What this task involves -> The material must be repeated exactly, with every line intact.

Dataset content ->
Segment Open
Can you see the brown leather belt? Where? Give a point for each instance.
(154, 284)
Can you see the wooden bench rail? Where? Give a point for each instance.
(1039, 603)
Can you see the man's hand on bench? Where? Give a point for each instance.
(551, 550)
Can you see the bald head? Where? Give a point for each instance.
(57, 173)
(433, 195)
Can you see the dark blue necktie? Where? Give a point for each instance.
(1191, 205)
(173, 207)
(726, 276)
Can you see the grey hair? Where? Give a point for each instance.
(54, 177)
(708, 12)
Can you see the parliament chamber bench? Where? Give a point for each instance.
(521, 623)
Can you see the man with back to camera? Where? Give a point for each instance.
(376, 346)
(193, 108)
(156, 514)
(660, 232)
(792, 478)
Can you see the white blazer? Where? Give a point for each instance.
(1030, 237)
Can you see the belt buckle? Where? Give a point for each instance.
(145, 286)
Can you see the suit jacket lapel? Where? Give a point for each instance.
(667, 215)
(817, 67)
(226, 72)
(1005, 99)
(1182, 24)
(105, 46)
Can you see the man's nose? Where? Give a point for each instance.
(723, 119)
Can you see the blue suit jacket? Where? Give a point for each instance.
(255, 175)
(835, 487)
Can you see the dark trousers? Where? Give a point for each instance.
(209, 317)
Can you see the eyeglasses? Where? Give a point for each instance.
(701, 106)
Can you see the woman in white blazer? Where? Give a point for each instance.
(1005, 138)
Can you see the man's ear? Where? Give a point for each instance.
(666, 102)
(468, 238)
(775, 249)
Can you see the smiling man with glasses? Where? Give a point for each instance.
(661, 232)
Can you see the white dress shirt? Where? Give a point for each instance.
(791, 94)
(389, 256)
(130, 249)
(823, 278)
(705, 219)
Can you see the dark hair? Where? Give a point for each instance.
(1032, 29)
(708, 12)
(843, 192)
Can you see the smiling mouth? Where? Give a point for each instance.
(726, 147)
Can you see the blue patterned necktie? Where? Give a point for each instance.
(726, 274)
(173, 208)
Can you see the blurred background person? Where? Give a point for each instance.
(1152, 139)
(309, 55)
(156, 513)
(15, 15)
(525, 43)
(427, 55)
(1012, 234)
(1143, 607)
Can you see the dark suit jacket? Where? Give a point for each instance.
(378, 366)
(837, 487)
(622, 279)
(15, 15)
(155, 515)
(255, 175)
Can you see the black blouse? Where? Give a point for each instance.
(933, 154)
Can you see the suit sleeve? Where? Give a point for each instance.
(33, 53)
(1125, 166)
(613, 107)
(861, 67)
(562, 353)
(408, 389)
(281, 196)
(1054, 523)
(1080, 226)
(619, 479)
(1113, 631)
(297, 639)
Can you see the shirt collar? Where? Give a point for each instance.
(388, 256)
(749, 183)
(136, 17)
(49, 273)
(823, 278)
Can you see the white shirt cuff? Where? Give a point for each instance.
Segment Closed
Solved exercise ->
Can you see the brown leather belt? Where? Give a point for each instance.
(154, 284)
Can you see the wooden bench rail? Where? Give a point for each instance.
(1039, 603)
Can you see the man's hand on bench? Where? Give a point for each instance.
(551, 550)
Can you see the bald head? Where? Give a point for each instance.
(57, 173)
(433, 195)
Can you see the dark blue necktie? Where? Give a point for each instance.
(1191, 205)
(173, 207)
(726, 276)
Can you see the grey hair? Where? Give a point for each instance.
(54, 177)
(708, 12)
Can you see the parliament chamber bench? Where? Give a point for each instance.
(521, 623)
Can you see the man with back to camera? Where? Give a point for each instance.
(376, 346)
(193, 108)
(156, 514)
(660, 232)
(792, 478)
Can you see the white blazer? Where? Give a point for each instance.
(1030, 237)
Can you see the belt buckle? Where? Give a point for each instance.
(145, 286)
Can you see the suit jacket lapel? Where? Give a point for each instance.
(667, 215)
(817, 67)
(226, 72)
(1005, 99)
(1182, 24)
(105, 46)
Can you see the man's nose? Where? Give a point for each instance.
(723, 119)
Can you see the blue suit jacket? Where? Give a point for each instance.
(255, 175)
(835, 487)
Can you see the dark trousers? Where? Give a point for each instance.
(209, 317)
Can you see the eyeglasses? Where? Give a point for each instance.
(701, 106)
Can you see the woman in white blazer? Where? Give a point for each instance.
(1005, 138)
Can you see the man's ear? Where? Give a point for each instance.
(666, 102)
(468, 238)
(775, 249)
Can you see the smiling man with glasses? Where? Give a point for each instance.
(661, 232)
Can you see the white dress shirt? Where? Give a point for each instance.
(791, 94)
(389, 256)
(130, 249)
(823, 278)
(705, 219)
Can you see the dark hair? Where? Give a point for each instance.
(1032, 29)
(708, 12)
(843, 192)
Can you see the smiling mouth? Where? Give a point for each instance.
(726, 147)
Can you see the blue patterned necktie? Where? Give a point for each instance.
(726, 274)
(173, 208)
Can you see the blurred background person? Where? Give a point for each instance.
(1152, 139)
(309, 55)
(156, 513)
(15, 15)
(525, 43)
(427, 55)
(1012, 234)
(1143, 607)
Can you see the dark suit jacket? Where? Give a point for each instance.
(378, 366)
(837, 487)
(622, 279)
(15, 15)
(155, 515)
(255, 175)
Can you see the black blouse? Where? Give a point for each instance.
(933, 154)
Can you see the suit sleeve? Where? Give a point for each instance.
(33, 53)
(1125, 166)
(613, 107)
(861, 67)
(562, 353)
(408, 389)
(281, 196)
(1054, 523)
(1080, 226)
(619, 479)
(1113, 631)
(297, 639)
Can you see the shirt collar? Where? Give a point for each instance.
(388, 256)
(749, 183)
(136, 17)
(49, 273)
(823, 278)
Can you see the white shirt cuff? Where? Give a point for each instance.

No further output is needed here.